What the task requires: Format the lines below as a JSON list of strings, with one string for each line and any blank lines omitted.

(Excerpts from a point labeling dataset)
»»

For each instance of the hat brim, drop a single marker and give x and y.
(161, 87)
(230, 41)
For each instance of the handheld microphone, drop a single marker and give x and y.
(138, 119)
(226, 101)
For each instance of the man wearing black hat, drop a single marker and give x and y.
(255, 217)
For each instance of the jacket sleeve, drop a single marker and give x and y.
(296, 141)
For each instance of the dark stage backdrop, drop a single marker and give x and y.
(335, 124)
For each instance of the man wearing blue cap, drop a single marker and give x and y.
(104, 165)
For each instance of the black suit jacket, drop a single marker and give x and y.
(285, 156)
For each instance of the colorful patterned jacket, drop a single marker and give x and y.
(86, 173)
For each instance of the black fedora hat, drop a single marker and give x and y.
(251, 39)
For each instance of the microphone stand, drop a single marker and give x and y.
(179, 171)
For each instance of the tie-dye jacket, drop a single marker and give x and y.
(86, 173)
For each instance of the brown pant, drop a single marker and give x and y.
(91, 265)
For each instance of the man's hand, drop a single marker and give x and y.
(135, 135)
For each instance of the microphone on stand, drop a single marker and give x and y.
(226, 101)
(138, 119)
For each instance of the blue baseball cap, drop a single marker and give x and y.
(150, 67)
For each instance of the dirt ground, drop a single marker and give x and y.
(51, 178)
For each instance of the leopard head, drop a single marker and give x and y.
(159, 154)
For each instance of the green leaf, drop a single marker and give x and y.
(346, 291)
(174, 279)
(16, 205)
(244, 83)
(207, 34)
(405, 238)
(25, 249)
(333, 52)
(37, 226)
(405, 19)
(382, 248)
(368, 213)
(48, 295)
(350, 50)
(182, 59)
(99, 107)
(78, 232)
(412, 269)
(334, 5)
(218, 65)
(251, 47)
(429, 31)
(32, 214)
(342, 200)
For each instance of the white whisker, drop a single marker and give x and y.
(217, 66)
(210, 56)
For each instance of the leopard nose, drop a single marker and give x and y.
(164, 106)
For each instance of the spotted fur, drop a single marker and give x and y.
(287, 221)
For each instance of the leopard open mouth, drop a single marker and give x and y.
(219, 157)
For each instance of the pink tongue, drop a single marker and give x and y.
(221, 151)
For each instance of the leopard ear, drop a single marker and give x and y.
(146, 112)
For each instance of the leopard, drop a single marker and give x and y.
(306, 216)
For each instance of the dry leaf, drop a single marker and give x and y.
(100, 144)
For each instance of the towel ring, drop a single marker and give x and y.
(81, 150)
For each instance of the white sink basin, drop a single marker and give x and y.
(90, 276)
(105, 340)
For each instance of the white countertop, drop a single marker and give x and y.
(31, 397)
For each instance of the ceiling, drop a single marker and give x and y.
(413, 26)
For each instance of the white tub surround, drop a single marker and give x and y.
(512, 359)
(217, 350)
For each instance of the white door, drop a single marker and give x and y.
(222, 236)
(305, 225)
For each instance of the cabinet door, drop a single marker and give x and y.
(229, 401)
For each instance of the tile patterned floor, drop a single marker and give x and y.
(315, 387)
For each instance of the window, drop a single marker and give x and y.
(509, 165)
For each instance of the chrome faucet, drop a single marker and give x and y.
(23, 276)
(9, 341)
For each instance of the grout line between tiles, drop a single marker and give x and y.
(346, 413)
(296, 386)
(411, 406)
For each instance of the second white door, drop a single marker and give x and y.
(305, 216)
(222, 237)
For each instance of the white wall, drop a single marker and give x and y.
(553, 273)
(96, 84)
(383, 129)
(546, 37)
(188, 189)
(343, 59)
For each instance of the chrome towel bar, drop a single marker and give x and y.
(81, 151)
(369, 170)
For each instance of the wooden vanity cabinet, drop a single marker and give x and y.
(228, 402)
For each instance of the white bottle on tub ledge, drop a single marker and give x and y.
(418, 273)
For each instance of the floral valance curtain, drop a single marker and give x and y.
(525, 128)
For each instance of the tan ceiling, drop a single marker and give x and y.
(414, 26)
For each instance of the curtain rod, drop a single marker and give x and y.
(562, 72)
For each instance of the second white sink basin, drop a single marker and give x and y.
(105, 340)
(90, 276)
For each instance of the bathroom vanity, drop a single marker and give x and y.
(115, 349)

««

The solution:
[
  "For each instance of the hat brim, drop a single marker and give x and y.",
  "(161, 87)",
  "(230, 41)",
  "For each instance of the handheld microphone, drop a single marker and give x and y.",
  "(138, 119)",
  "(226, 101)",
  "For each instance of the man wearing black hat, drop a single marker and give x and y.",
  "(255, 217)",
  "For each instance of the jacket sleeve, drop a single marker and give x and y.",
  "(296, 141)",
  "For each instance of the dark stage backdrop, drop a single marker and give x and y.",
  "(335, 124)",
  "For each instance of the man wearing blue cap, drop a single marker and give x and y.",
  "(104, 165)",
  "For each instance of the black suit jacket, drop a single marker and give x and y.",
  "(285, 156)",
  "For each instance of the colorful patterned jacket, drop a single marker and give x and y.",
  "(86, 173)",
  "For each instance of the black fedora hat, drop a single marker and give x and y.",
  "(251, 39)",
  "For each instance of the microphone stand, drop a single marker and give x and y.",
  "(179, 171)",
  "For each instance of the tie-dye jacket, drop a single marker and give x and y.",
  "(86, 173)",
  "For each instance of the brown pant, drop a single marker and give x and y.",
  "(91, 265)",
  "For each instance of the man's hand, drop a single marker and give x and y.",
  "(135, 135)",
  "For each instance of the microphone on stand, drop a single marker and give x and y.",
  "(226, 101)",
  "(138, 119)",
  "For each instance of the blue baseball cap, drop a single marker and give x and y.",
  "(150, 67)",
  "For each instance of the dirt ground, drop a single marker and give x and y.",
  "(51, 178)",
  "For each instance of the leopard head, drop a single marker and give x and y.",
  "(159, 154)",
  "For each instance of the green leaf, drop a single marker and give x and y.",
  "(346, 291)",
  "(174, 279)",
  "(16, 205)",
  "(244, 83)",
  "(207, 34)",
  "(405, 238)",
  "(25, 249)",
  "(333, 52)",
  "(37, 226)",
  "(405, 19)",
  "(382, 248)",
  "(368, 213)",
  "(48, 295)",
  "(350, 50)",
  "(182, 59)",
  "(99, 107)",
  "(78, 232)",
  "(412, 269)",
  "(334, 5)",
  "(218, 65)",
  "(251, 47)",
  "(429, 31)",
  "(32, 214)",
  "(342, 200)",
  "For each instance of the white whisker, drop a single marker and give x and y.",
  "(217, 66)",
  "(210, 56)",
  "For each instance of the leopard nose, drop a single marker and give x and y.",
  "(164, 106)",
  "For each instance of the spotted fur, drop a single marker and give x and y.",
  "(287, 221)",
  "For each instance of the leopard open mouth, drop a single marker and give x and y.",
  "(219, 157)",
  "For each instance of the pink tongue, drop a single marker and give x and y.",
  "(221, 151)",
  "For each instance of the leopard ear, drop a single marker and give x and y.",
  "(146, 112)",
  "For each instance of the leopard, drop a single marker and give x and y.",
  "(306, 216)",
  "For each instance of the dry leaf, drop a single marker and give x and y.",
  "(100, 144)",
  "For each instance of the towel ring, drop a single marker and give x and y.",
  "(81, 150)",
  "For each instance of the white sink basin, drop a single marker and give x and y.",
  "(90, 276)",
  "(105, 340)",
  "For each instance of the white countertop, drop a single marker and give x and y.",
  "(31, 397)",
  "For each instance of the ceiling, drop a single marker and give x and y.",
  "(413, 26)",
  "For each instance of the white tub surround, drop a single marker and give x and y.",
  "(512, 359)",
  "(217, 350)",
  "For each instance of the white door, drop a single marker and give x and y.",
  "(222, 236)",
  "(305, 225)",
  "For each instance of the cabinet door, drop a single marker and give x and y.",
  "(229, 401)",
  "For each instance of the tile patterned floor, drop a single marker and give x and y.",
  "(315, 387)",
  "For each instance of the window, drop a single marker and give x and y.",
  "(509, 165)",
  "For each instance of the chrome faucet, drop a single marker and give x and y.",
  "(23, 276)",
  "(9, 341)",
  "For each instance of the grout line between tiles, drop a single marker and give x and y.",
  "(346, 413)",
  "(296, 386)",
  "(411, 406)",
  "For each instance of the second white door, drop a single marker and give x and y.",
  "(305, 216)",
  "(222, 237)",
  "For each instance of the white wall, drop a single marker and give x and y.",
  "(553, 273)",
  "(96, 84)",
  "(383, 129)",
  "(546, 37)",
  "(188, 189)",
  "(343, 59)",
  "For each instance of the chrome towel bar, drop a single marker and give x and y.",
  "(81, 151)",
  "(369, 170)",
  "For each instance of the wooden vanity cabinet, drop a single marker and give x and y.",
  "(228, 402)",
  "For each instance of the white bottle on tub ledge, drop a single marker and give x and y.",
  "(418, 273)",
  "For each instance of the floral valance curtain, drop a single marker and give x and y.",
  "(525, 128)",
  "For each instance of the tan ceiling, drop a single marker and give x and y.",
  "(414, 26)",
  "For each instance of the curtain rod, drop a single marker and give x and y.",
  "(562, 72)",
  "For each instance of the second white sink basin, drop a single marker and give x and y.",
  "(105, 340)",
  "(90, 276)",
  "For each instance of the bathroom vanity, drop a single marker and give x and y.",
  "(115, 349)"
]